WRITTEN PROBLEM: Gather every line of the material below that contains the word "pine", copying each such line in full.

RECORDS FOR THIS EXERCISE:
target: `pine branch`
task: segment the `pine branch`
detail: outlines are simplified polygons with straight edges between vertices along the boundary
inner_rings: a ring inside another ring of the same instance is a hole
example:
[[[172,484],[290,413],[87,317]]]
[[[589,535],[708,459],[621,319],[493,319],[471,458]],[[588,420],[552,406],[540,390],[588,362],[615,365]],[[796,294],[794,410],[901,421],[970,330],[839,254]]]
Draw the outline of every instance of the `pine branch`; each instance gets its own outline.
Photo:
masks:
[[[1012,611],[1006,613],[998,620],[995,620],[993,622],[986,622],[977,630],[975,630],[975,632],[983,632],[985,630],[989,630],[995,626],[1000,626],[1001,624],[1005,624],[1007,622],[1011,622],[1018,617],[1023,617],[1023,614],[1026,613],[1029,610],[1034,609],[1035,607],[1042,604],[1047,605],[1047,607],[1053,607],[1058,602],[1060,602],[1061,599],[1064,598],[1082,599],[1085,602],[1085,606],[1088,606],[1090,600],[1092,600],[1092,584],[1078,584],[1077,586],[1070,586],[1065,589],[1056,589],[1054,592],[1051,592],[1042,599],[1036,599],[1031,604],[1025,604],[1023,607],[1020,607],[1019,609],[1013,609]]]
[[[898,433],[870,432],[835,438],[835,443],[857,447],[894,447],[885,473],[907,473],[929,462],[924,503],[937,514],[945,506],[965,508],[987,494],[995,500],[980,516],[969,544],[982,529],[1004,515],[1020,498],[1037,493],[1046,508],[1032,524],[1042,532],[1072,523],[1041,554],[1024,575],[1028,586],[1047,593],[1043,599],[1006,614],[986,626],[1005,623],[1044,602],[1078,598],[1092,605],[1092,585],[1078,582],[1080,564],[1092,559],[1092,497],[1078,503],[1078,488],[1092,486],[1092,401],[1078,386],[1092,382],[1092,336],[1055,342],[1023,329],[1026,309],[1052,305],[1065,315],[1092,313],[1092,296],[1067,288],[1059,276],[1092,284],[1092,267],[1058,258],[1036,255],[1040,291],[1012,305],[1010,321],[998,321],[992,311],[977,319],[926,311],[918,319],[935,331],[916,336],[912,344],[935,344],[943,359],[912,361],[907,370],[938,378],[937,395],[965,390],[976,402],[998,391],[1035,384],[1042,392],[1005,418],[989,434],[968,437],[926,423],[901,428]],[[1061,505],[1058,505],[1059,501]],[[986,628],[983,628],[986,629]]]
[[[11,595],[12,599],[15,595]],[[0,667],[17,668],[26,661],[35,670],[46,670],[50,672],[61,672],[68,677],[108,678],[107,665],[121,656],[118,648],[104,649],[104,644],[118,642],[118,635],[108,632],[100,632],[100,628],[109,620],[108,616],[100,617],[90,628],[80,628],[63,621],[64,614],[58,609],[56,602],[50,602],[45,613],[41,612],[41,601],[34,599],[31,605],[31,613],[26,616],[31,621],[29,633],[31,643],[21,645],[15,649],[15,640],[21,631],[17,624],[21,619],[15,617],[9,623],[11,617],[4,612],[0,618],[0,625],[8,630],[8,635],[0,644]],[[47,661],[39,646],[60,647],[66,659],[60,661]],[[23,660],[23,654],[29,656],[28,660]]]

ANSWER:
target: `pine branch`
task: segment the `pine branch`
Draw the outline of every instance of the `pine branch`; each instance gets its own outline.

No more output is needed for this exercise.